- _Problem to work on_
Only these lines of the data below are wanted: the one with "Where can you see the stack", the one with "Where can you see the steel", and any lines between them, each repeated exactly.

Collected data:
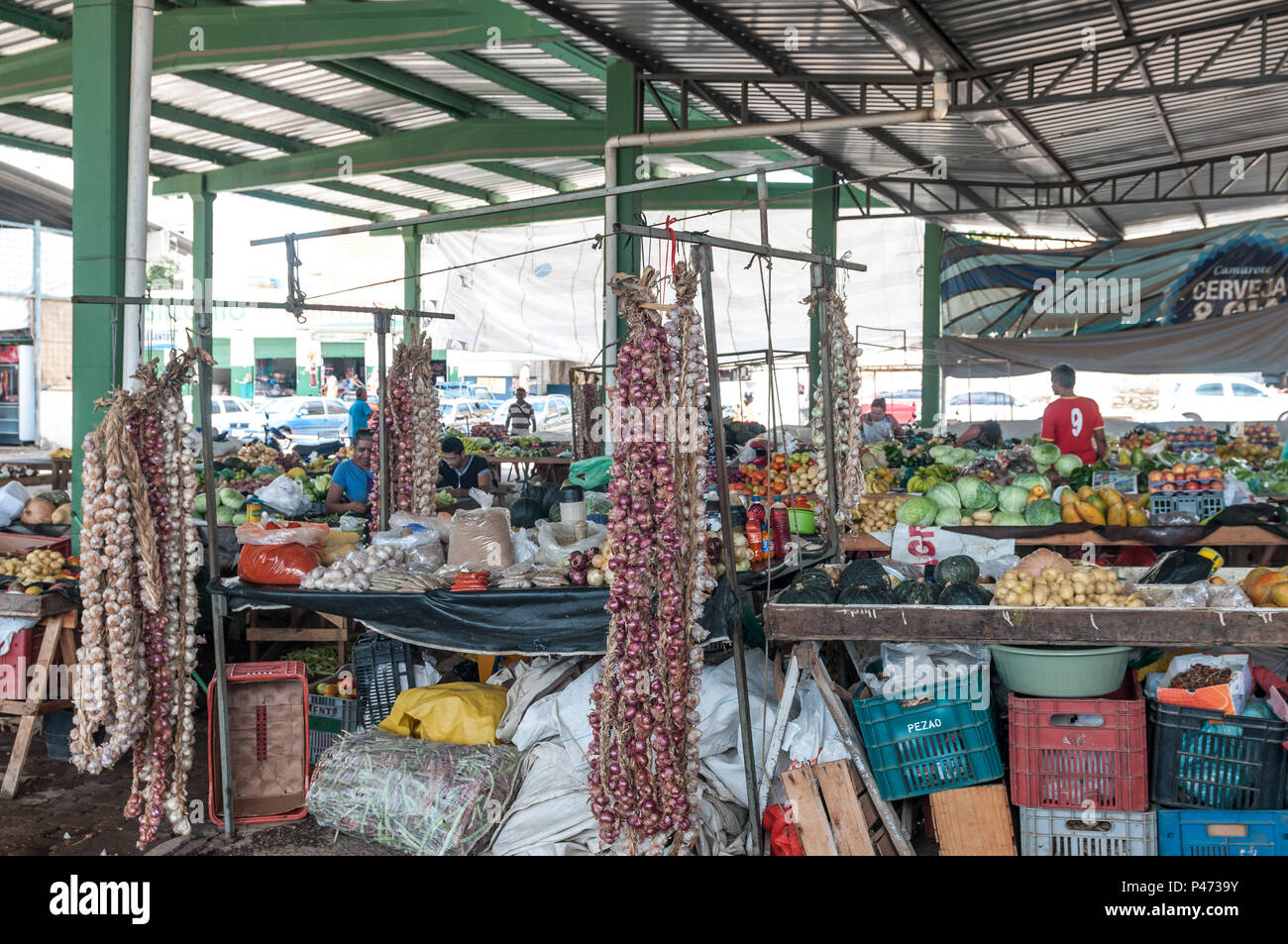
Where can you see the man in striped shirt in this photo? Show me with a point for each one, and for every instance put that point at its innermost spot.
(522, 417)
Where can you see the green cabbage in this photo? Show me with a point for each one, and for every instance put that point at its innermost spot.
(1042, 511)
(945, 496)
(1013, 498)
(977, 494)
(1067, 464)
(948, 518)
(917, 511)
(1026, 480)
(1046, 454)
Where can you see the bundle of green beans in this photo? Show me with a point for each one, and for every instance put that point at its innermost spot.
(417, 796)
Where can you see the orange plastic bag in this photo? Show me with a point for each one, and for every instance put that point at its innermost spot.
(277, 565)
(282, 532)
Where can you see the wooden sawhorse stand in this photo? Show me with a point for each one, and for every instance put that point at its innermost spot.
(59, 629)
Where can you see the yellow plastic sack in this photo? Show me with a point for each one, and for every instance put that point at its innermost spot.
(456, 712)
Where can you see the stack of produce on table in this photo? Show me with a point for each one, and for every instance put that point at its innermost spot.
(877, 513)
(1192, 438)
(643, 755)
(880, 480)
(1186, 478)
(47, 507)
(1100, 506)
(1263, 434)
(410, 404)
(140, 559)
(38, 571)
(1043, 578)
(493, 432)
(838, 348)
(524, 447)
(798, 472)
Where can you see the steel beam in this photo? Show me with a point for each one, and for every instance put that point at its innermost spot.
...
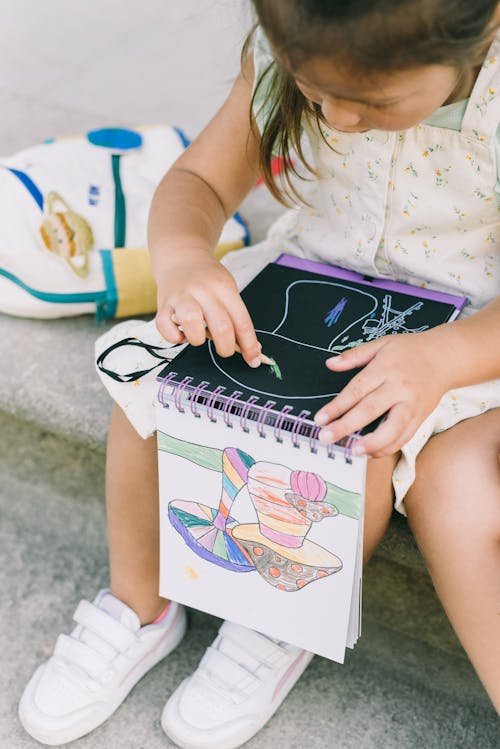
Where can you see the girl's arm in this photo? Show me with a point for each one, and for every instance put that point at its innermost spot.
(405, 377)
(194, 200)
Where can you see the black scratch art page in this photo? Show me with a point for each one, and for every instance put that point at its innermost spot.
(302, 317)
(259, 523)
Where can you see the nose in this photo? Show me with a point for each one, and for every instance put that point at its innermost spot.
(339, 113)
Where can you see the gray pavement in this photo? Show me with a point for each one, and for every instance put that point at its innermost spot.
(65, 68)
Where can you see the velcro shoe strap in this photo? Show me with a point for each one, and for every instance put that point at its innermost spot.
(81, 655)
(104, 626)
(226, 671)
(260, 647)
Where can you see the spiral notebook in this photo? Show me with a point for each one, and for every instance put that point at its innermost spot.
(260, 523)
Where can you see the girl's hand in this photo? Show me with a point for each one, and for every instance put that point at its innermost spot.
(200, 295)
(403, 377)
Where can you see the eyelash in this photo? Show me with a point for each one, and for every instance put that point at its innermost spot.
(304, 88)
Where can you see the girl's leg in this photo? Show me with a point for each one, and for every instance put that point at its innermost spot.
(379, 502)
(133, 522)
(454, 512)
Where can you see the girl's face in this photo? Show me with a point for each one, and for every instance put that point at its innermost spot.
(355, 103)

- _Result_
Where can you see the stack of produce on table in this photo? Show me with a point for each one, and for every instance put that point at its innermost spot.
(877, 513)
(1192, 438)
(643, 755)
(880, 480)
(1186, 478)
(47, 507)
(1100, 506)
(1263, 434)
(410, 404)
(140, 559)
(38, 571)
(1043, 578)
(493, 432)
(838, 348)
(524, 447)
(798, 472)
Where can you see the steel beam in this photo? Show me with a point for each one, and for every instance put that point at its innermost spot.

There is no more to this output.